▶ EXERCISE DETAILS:
Which lines hold the string "hanging"? Copy each of them from the material below.
======
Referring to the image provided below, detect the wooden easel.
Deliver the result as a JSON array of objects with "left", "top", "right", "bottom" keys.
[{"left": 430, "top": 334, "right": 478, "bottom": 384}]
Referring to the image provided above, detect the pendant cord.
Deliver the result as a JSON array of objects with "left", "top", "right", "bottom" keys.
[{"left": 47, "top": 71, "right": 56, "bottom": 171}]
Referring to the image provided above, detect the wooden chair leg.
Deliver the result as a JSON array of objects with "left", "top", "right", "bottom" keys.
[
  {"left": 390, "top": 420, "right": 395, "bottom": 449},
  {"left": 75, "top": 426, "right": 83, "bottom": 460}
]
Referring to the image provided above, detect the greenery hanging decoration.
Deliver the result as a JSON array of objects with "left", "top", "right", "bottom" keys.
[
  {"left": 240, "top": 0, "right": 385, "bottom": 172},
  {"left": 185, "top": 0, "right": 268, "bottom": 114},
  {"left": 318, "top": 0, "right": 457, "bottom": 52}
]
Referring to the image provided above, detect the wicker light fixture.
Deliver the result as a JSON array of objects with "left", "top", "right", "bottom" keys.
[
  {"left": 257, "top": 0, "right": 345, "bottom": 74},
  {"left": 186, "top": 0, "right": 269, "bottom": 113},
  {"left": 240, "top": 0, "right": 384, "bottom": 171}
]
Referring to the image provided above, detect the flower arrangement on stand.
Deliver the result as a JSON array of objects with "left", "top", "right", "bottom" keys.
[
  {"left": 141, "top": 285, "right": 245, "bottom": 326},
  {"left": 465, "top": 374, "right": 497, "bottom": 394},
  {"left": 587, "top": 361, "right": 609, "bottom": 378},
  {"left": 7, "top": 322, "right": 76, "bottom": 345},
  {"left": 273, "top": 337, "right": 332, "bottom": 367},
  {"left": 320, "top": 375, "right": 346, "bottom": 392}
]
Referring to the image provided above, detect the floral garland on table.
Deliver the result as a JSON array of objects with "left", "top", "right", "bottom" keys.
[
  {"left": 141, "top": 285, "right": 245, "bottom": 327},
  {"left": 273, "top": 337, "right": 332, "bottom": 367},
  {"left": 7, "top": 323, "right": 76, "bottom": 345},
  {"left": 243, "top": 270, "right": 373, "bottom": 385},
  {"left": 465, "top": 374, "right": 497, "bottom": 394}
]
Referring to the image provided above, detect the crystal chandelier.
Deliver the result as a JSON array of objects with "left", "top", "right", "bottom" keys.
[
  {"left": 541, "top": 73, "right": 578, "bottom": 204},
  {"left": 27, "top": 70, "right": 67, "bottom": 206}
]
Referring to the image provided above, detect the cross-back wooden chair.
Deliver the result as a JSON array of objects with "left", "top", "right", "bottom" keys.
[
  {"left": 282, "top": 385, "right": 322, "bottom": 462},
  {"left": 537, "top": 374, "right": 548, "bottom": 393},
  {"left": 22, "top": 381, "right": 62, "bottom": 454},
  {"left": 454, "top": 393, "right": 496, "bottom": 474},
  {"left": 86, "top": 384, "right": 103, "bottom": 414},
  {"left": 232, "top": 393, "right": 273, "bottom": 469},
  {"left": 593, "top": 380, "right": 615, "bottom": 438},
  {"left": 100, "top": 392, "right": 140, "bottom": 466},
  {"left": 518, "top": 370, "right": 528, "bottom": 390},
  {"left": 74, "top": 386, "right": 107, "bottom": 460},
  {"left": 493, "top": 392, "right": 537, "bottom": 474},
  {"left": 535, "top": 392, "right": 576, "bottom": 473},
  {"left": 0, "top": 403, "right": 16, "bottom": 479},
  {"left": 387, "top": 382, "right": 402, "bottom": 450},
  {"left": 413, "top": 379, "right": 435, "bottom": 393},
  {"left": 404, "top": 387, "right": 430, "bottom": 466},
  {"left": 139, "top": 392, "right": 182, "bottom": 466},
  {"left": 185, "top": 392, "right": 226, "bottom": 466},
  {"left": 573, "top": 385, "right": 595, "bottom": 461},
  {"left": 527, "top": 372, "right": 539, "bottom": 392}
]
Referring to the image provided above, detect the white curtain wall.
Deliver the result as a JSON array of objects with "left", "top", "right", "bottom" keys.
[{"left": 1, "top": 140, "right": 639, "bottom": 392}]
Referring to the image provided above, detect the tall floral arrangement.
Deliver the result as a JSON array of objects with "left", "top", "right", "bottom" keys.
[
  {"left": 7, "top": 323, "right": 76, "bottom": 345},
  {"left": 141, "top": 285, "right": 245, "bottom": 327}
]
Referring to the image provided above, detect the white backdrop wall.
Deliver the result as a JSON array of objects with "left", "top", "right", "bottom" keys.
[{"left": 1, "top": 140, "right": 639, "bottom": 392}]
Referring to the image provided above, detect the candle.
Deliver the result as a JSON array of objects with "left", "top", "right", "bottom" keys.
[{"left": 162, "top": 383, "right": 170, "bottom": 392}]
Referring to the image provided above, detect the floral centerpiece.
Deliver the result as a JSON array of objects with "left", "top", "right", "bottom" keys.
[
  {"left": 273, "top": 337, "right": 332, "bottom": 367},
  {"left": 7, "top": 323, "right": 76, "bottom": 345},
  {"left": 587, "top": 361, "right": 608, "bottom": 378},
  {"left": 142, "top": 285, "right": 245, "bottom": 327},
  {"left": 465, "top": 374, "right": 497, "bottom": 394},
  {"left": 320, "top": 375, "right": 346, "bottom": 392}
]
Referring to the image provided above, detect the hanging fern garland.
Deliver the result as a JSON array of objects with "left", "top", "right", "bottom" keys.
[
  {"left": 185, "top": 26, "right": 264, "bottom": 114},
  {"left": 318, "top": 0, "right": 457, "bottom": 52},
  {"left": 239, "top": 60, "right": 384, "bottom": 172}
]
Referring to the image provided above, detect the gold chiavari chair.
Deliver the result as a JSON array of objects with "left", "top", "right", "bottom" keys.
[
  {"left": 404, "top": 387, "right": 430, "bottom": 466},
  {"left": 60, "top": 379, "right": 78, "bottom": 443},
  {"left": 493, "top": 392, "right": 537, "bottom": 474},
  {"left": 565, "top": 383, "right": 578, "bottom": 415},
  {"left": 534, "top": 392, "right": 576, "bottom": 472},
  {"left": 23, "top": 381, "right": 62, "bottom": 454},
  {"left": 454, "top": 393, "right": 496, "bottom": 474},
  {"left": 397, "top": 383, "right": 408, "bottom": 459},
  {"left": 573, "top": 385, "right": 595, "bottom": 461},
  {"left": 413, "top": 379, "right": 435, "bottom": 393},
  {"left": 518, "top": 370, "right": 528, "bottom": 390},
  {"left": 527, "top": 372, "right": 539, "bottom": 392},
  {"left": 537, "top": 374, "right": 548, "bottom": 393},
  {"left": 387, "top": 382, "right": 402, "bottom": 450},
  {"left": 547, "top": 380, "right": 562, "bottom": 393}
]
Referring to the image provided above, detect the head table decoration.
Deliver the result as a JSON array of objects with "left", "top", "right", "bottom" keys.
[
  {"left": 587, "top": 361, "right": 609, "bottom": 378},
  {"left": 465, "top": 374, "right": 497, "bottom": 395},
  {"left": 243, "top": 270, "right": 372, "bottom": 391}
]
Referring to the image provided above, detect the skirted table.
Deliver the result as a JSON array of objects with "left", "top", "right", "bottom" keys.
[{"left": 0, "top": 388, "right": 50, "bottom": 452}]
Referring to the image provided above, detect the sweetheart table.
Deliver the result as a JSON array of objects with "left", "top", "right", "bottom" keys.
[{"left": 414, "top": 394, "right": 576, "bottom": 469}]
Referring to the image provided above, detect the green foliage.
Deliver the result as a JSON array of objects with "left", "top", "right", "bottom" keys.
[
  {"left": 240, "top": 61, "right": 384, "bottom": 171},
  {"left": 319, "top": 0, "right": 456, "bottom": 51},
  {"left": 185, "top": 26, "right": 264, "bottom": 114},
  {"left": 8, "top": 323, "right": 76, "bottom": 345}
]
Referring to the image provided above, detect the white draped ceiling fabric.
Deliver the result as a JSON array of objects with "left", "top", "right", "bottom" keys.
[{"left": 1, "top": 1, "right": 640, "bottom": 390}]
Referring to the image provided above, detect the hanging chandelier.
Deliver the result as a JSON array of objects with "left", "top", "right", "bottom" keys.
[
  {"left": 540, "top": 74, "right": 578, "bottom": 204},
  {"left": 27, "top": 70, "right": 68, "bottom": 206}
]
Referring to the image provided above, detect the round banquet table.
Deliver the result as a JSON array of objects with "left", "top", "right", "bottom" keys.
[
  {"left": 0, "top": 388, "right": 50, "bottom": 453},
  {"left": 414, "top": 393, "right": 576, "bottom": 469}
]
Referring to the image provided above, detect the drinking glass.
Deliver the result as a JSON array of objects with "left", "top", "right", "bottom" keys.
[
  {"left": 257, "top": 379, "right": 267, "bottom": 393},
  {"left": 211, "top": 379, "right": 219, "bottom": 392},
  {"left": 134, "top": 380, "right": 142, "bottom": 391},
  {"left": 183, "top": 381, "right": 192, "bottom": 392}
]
======
▶ SOLUTION TO THIS TASK:
Referring to the image provided above, detect the greenery hanging decoration.
Referring to the image provided above, detect the hanging fern garland.
Referring to the image provided above, detect the hanging chandelier.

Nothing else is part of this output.